_ENUNCIADO_
Enumera las ciudades en las que, según el texto de abajo sobre Antonio Enríquez Gómez, vivió o se estableció este autor.

La rocambolesca peripecia del conquense Antonio Enríquez Gómez ha obrado en desdoro de su fama literaria, pues buena parte de los estudios dedicados a su figura se centran en el esclarecimiento de su azarosa biografía. Miembro de una familia de conversos, se trasladó a Madrid para ejercer el comercio, al paso que, alentado por una práctica dramatúrgica autodidáctica, empezaba a ganar fama como autor de comedias. Su condición de practicante secreto de los ritos judaicos (en la lengua de la época, “marrano”) le obligó a marcharse a Burdeos, donde continuó enriqueciéndose con la compra-venta, asociado con familiares huidos a Francia por idéntico motivo. Pero añoró el prestigio literario que se había granjeado en España y, haciéndose pasar por un tal Fernando de Zárate, se estableció primero en Granada y luego en Sevilla, donde siguió estrenando comedias exitosas. El Santo Oficio, que lo quemó “en efigie” en dos ocasiones (es fama que el propio Enríquez asistió, bajo su falsa identidad, a uno de estos autos de fe simbólicos), dio finalmente con él en 1661; pero no pudo descargar su inquina en él porque el autor manchego, después de haber confesado sus prácticas criptojudaicas, falleció en presidio durante el proceso que iba a llevarlo a la hoguera.

Filas del conjunto de datos
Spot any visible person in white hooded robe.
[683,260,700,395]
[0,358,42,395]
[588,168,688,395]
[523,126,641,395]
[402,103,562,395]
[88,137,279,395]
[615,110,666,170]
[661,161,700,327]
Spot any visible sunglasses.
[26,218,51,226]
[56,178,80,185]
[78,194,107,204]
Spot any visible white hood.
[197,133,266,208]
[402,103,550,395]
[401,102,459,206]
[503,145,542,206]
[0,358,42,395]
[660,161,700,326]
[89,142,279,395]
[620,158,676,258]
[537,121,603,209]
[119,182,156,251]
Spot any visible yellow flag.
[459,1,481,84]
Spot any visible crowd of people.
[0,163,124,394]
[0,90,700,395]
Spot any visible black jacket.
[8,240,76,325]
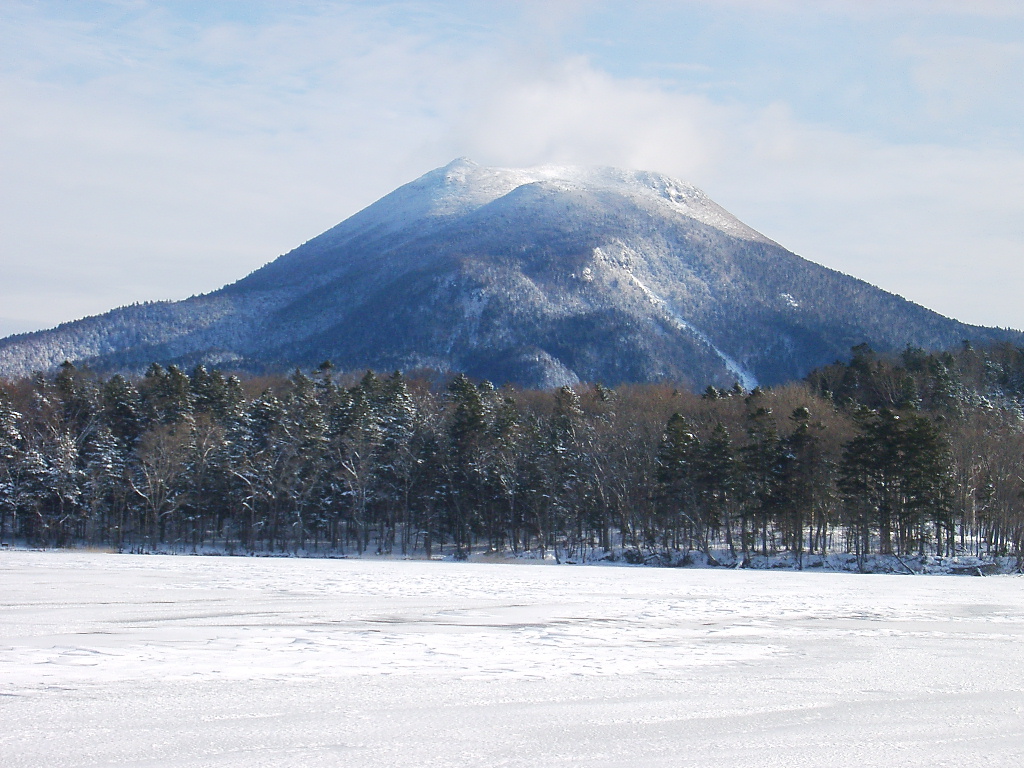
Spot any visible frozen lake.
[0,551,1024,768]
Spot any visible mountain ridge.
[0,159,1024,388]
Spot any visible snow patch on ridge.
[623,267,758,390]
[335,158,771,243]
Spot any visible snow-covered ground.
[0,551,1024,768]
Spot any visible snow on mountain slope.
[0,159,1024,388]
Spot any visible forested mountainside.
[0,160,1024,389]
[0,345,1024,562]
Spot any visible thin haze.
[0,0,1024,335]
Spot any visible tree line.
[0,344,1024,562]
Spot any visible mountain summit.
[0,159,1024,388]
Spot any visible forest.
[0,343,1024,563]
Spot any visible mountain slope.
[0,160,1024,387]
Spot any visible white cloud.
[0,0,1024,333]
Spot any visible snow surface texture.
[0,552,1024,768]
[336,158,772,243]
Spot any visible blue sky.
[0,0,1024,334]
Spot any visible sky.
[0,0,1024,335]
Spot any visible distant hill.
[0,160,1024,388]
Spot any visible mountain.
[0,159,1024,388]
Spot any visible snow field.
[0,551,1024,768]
...
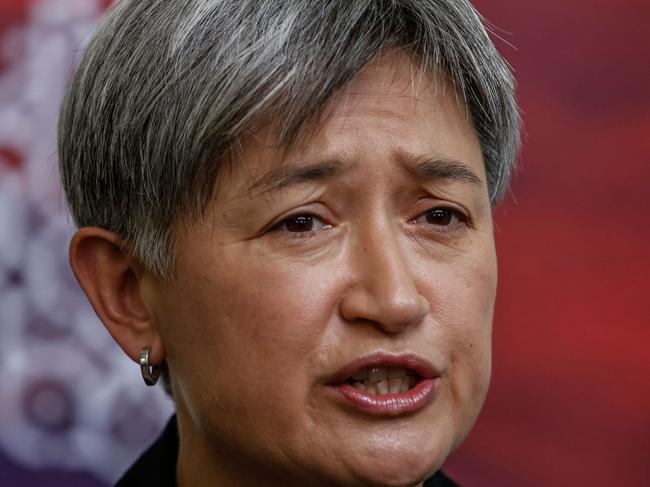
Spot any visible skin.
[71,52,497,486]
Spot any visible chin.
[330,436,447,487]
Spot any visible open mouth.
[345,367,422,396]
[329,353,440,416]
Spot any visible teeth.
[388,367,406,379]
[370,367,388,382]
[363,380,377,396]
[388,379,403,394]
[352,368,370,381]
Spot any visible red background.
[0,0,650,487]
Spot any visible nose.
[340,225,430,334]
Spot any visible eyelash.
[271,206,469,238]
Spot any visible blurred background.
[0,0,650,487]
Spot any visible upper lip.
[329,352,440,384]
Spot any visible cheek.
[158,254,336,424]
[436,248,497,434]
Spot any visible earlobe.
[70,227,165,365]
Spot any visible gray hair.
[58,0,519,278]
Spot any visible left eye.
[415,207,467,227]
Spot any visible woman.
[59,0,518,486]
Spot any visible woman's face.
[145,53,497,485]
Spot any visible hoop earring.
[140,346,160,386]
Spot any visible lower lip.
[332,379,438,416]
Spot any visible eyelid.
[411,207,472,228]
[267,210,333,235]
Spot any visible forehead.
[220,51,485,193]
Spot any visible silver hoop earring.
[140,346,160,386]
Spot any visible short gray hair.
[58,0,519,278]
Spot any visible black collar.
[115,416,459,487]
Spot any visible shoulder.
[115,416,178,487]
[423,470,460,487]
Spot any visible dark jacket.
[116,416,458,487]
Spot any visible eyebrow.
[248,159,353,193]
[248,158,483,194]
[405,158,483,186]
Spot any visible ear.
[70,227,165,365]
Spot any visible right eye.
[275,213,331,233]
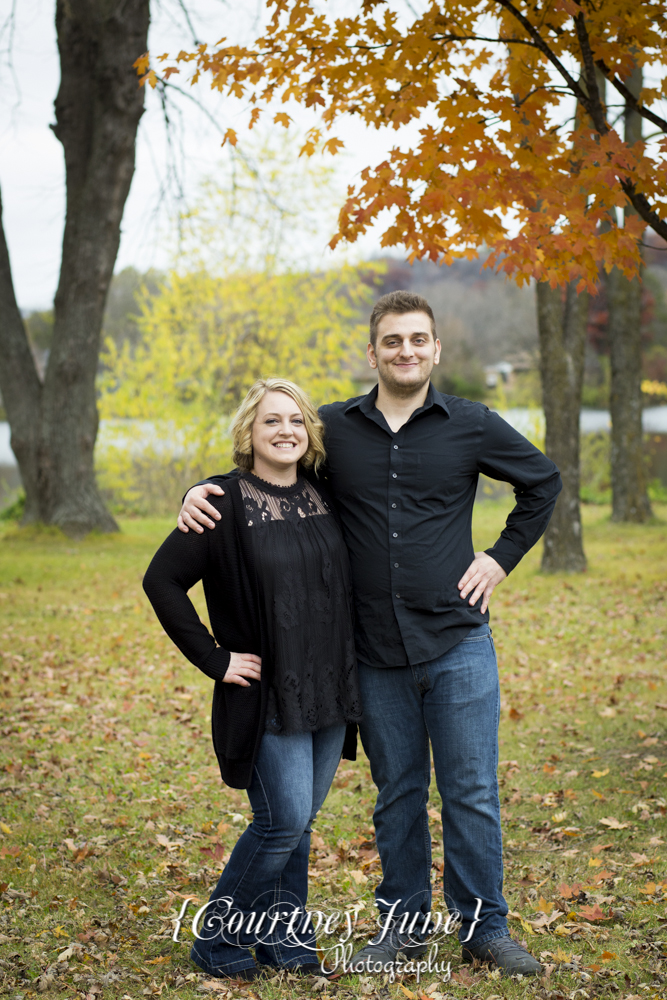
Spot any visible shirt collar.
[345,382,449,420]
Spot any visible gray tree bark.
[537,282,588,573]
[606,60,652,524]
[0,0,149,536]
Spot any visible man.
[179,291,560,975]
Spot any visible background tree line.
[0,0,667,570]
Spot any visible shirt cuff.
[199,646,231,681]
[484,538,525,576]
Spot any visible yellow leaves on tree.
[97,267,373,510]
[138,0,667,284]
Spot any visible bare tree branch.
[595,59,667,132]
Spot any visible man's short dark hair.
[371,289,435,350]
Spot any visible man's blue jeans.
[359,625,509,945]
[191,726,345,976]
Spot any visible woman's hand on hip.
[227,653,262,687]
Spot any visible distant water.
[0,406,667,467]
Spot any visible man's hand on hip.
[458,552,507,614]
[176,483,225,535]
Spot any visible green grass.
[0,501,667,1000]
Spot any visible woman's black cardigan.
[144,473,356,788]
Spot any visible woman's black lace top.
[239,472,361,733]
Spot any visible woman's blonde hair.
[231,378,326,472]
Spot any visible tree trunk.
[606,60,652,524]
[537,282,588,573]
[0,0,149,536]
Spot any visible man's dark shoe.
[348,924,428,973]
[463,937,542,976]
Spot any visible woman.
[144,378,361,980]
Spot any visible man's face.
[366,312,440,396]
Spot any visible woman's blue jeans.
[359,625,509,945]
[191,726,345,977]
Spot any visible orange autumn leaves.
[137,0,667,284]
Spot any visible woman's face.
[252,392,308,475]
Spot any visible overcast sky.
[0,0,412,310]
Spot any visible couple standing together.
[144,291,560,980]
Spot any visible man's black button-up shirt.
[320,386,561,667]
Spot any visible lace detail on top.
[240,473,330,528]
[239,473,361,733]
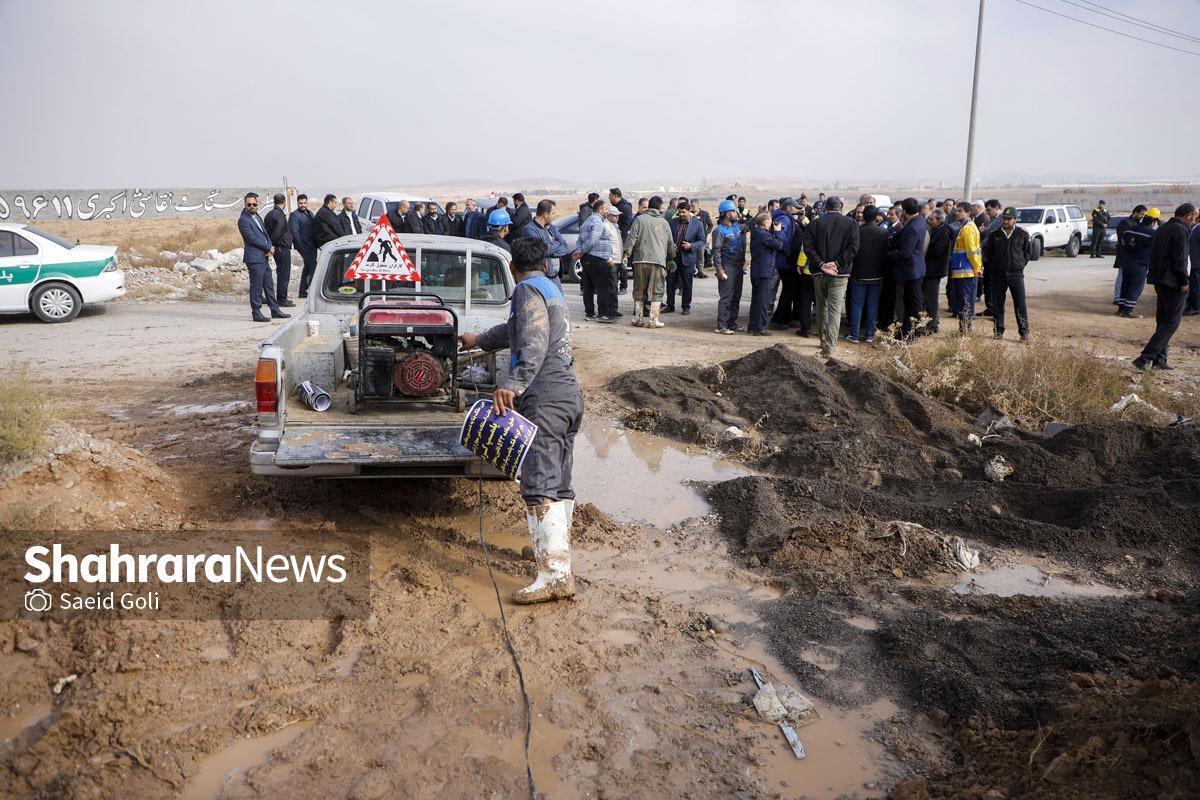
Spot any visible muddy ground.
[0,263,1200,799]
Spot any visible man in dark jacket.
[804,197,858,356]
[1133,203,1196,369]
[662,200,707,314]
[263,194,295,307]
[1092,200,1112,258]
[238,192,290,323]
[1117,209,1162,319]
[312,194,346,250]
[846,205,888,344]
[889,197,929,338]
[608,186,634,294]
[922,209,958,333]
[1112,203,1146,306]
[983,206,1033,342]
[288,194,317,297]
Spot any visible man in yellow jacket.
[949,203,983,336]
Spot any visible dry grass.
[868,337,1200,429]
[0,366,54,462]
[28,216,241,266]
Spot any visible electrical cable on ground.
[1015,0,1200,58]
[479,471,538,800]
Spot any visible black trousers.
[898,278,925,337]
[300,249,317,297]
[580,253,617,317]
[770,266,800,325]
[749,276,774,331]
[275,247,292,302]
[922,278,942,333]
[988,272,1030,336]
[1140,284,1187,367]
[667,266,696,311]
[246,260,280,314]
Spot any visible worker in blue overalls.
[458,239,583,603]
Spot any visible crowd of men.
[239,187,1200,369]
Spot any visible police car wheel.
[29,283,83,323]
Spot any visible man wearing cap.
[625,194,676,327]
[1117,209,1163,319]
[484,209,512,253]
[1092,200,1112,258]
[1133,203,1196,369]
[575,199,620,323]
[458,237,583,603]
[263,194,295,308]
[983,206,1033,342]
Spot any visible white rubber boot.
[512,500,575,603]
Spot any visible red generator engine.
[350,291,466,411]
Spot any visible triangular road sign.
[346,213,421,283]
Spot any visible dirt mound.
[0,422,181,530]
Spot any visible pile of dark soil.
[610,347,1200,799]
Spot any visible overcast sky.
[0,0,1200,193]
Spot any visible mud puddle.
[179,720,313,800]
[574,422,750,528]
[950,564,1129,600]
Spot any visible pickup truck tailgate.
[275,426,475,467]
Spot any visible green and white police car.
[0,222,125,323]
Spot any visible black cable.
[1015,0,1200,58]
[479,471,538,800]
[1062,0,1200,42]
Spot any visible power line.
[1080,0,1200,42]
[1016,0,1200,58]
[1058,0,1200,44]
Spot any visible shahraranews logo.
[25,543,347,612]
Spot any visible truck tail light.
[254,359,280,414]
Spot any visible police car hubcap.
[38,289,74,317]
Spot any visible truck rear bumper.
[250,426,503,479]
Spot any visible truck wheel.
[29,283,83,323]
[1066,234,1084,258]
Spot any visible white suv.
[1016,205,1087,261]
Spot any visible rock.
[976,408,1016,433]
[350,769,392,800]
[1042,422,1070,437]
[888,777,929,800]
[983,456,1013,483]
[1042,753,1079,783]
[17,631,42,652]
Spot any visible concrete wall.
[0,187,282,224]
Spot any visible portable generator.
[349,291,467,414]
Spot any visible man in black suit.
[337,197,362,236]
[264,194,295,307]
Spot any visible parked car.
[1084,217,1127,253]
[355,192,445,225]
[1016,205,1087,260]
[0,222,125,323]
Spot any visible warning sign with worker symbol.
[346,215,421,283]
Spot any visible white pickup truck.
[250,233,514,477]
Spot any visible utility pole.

_RESPUESTA_
Madrid, Burdeos, Granada y Sevilla.